BRIEF
Copy all lines below exactly as written. Leave pictures out.

━━━━━ ROWS

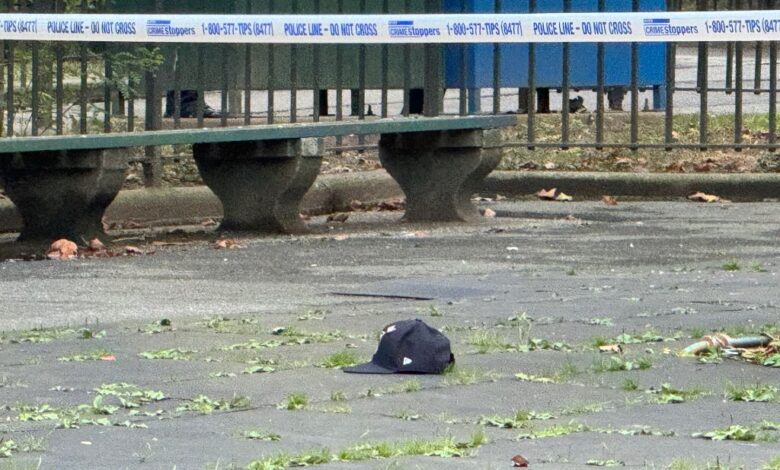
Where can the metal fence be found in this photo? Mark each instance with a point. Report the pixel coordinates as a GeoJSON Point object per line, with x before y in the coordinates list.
{"type": "Point", "coordinates": [61, 88]}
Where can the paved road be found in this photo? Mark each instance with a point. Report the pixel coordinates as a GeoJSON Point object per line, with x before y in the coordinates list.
{"type": "Point", "coordinates": [568, 275]}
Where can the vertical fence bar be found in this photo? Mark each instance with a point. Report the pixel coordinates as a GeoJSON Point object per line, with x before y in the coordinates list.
{"type": "Point", "coordinates": [9, 95]}
{"type": "Point", "coordinates": [224, 92]}
{"type": "Point", "coordinates": [315, 60]}
{"type": "Point", "coordinates": [107, 85]}
{"type": "Point", "coordinates": [34, 112]}
{"type": "Point", "coordinates": [84, 74]}
{"type": "Point", "coordinates": [671, 63]}
{"type": "Point", "coordinates": [497, 67]}
{"type": "Point", "coordinates": [294, 73]}
{"type": "Point", "coordinates": [271, 85]}
{"type": "Point", "coordinates": [464, 58]}
{"type": "Point", "coordinates": [200, 107]}
{"type": "Point", "coordinates": [432, 77]}
{"type": "Point", "coordinates": [59, 90]}
{"type": "Point", "coordinates": [730, 57]}
{"type": "Point", "coordinates": [738, 83]}
{"type": "Point", "coordinates": [385, 66]}
{"type": "Point", "coordinates": [131, 105]}
{"type": "Point", "coordinates": [531, 121]}
{"type": "Point", "coordinates": [634, 87]}
{"type": "Point", "coordinates": [565, 83]}
{"type": "Point", "coordinates": [407, 66]}
{"type": "Point", "coordinates": [362, 81]}
{"type": "Point", "coordinates": [773, 90]}
{"type": "Point", "coordinates": [176, 91]}
{"type": "Point", "coordinates": [703, 86]}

━━━━━━━━━━

TASK SOLUTION
Where can the metal fence be found in this photo? Mark each instance with a point. Report the pixel coordinates as a GeoJSON Point object per line, with x before y in the coordinates list.
{"type": "Point", "coordinates": [61, 88]}
Where can the paved road be found in this photo? Mark each instance with a point. Report the pixel coordinates as a GeoJSON Point object per line, with x before y in the coordinates list.
{"type": "Point", "coordinates": [568, 275]}
Where can the vertical fence bar be found in this photo? Mark each instance with a point. Report the pixel coordinates as a GeoJSON Point object per line, with x before y in the coordinates list.
{"type": "Point", "coordinates": [9, 95]}
{"type": "Point", "coordinates": [224, 92]}
{"type": "Point", "coordinates": [315, 60]}
{"type": "Point", "coordinates": [107, 85]}
{"type": "Point", "coordinates": [34, 112]}
{"type": "Point", "coordinates": [84, 74]}
{"type": "Point", "coordinates": [671, 63]}
{"type": "Point", "coordinates": [497, 67]}
{"type": "Point", "coordinates": [294, 73]}
{"type": "Point", "coordinates": [271, 85]}
{"type": "Point", "coordinates": [464, 58]}
{"type": "Point", "coordinates": [200, 107]}
{"type": "Point", "coordinates": [432, 77]}
{"type": "Point", "coordinates": [59, 90]}
{"type": "Point", "coordinates": [730, 57]}
{"type": "Point", "coordinates": [738, 83]}
{"type": "Point", "coordinates": [385, 66]}
{"type": "Point", "coordinates": [131, 105]}
{"type": "Point", "coordinates": [531, 121]}
{"type": "Point", "coordinates": [634, 87]}
{"type": "Point", "coordinates": [565, 83]}
{"type": "Point", "coordinates": [407, 66]}
{"type": "Point", "coordinates": [362, 81]}
{"type": "Point", "coordinates": [773, 90]}
{"type": "Point", "coordinates": [176, 91]}
{"type": "Point", "coordinates": [703, 86]}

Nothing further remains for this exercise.